─── SOURCE

Taken with camera attached very securely to tripod…

Some things are simply too… er… “good” to not be shared.

The following started out as a two-paragraph reply to a comment on one of my pics on Flickr. But I’m afraid I got rather carried away (I know, I know… some folk think I should be carried away) and ended up with… well, the following basically.

With which I was so enamoured that I just couldn’t resist reposting it here (in slightly amended form to suit the different medium of course).

Bedford at night P1020382

Observe the foregoing image and study it well.

For what we have here is a wonderful and innovative new style, known as “woolly focus”… an enhanced development of soft focus. Achieved by the extremely complicated technique of carefully and precisely not standing the tripod on anything solid.

Care and precision being the key words.

Takes months of practise… and so easy to get wrong. Especially if you listen to the misguided advice of other less competent and less imaginative photographers who, whilst perhaps technically proficient (as if that mattered), lack the requisite creative vision.

──────
─── GIVEN DATA

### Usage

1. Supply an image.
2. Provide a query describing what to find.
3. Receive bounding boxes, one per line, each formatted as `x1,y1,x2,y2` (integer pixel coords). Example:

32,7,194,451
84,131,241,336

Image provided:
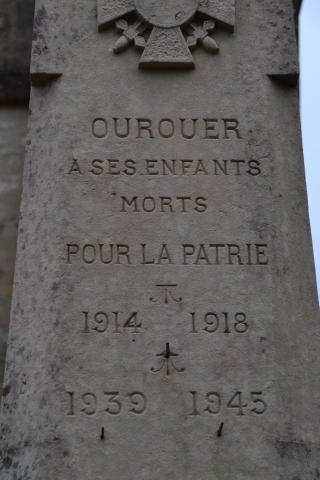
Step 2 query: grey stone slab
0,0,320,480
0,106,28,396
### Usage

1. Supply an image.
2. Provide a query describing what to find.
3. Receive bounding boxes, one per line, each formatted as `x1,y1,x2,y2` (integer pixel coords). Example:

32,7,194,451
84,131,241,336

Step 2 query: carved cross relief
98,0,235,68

──────
─── GIVEN DATA

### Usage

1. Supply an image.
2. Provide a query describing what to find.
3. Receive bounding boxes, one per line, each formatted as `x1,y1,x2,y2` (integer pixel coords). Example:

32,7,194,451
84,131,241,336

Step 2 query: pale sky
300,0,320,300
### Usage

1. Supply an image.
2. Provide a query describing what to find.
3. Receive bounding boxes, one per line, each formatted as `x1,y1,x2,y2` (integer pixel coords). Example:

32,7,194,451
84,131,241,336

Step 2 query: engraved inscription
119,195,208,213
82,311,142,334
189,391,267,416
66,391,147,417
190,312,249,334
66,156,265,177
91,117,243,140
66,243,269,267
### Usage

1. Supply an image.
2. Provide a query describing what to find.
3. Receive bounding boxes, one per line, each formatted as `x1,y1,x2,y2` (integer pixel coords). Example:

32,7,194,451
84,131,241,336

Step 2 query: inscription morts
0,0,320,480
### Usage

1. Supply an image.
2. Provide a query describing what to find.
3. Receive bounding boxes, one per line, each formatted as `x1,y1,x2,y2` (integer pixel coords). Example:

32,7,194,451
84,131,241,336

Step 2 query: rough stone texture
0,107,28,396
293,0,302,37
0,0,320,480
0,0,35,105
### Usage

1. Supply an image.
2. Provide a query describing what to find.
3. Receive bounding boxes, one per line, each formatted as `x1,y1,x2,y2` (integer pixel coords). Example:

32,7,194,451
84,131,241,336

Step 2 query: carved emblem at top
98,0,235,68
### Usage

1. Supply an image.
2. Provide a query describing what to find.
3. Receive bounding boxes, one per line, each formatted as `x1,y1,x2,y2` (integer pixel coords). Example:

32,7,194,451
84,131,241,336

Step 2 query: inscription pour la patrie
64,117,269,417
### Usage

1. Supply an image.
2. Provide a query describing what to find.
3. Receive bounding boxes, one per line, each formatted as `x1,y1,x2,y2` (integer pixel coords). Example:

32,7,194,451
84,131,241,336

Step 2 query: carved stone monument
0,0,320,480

──────

▶ _REQUIRED ACTIONS_:
1. Translate this sentence from the post about woolly focus into Spanish: "Observe the foregoing image and study it well."
2. Please carry on writing the post about woolly focus from its final sentence, keeping its mock-serious tone.

▶ _ANSWERS FOR THE EXERCISE_:
1. Observa la imagen anterior y estúdiala bien.

2.
Just a slightly wrong placement and its all screwed up and all you get is a bog-standard sharply-in-focus pic. No good at all. Far too common.  So “yesterday” and clichéd.

A similar effect can of course be achieved by hand-holding the camera… preferably whilst in a state equivalent to that “morning after” feeling. But this tends to be a far less reliable method, with a much greater chance of accidentally achieving something like sharpness of detail… a result to be deplored. Naturally.

A more extreme version of the effect (discovered by chance, and that I’m still experimenting with) is possible by a very accurately targeted light kicking of one of the tripod legs at the critical moment.
This is a much more advanced technique though as split-second timing is of the essence as is applying a precise amount of energy to the kick, and it therefore requires very much more practise.

And a few spare tripods.

And cameras.

In fact, I’m fully prepared to offer lessons in these techniques… for appropriate recompense obviously.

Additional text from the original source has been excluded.